Registros del conjunto de datos:
=====

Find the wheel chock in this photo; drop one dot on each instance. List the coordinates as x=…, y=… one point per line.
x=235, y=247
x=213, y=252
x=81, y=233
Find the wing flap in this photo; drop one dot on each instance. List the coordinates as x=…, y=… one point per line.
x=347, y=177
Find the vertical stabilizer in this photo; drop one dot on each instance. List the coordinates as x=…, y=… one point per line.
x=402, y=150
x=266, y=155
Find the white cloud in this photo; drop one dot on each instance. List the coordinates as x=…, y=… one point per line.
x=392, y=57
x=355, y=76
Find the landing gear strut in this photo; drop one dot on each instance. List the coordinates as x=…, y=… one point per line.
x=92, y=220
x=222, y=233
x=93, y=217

=====

Consigna ::
Reescribe todas las entradas como una lista JSON de cadenas, con una cadena por cada línea. Omite las líneas en blanco.

Respuesta al ejercicio ::
[
  "Find the wheel chock in this photo; drop one dot on each instance. List the coordinates as x=…, y=… one point per line.",
  "x=235, y=247",
  "x=213, y=252",
  "x=81, y=233",
  "Find the wing flap in this photo; drop one dot on each instance. List the coordinates as x=…, y=… one point per line.",
  "x=347, y=177",
  "Find the vertical stabilizer in this photo; drop one dot on each instance. List the coordinates as x=…, y=… one point per line.",
  "x=402, y=150",
  "x=266, y=155",
  "Find the white cloud in this photo; drop one dot on each instance. List the coordinates as x=…, y=… one point per line.",
  "x=392, y=57",
  "x=355, y=76",
  "Find the landing gear strut in this photo; drop one dot on each instance. List the coordinates as x=…, y=… one point per line.",
  "x=92, y=220",
  "x=222, y=233",
  "x=93, y=217"
]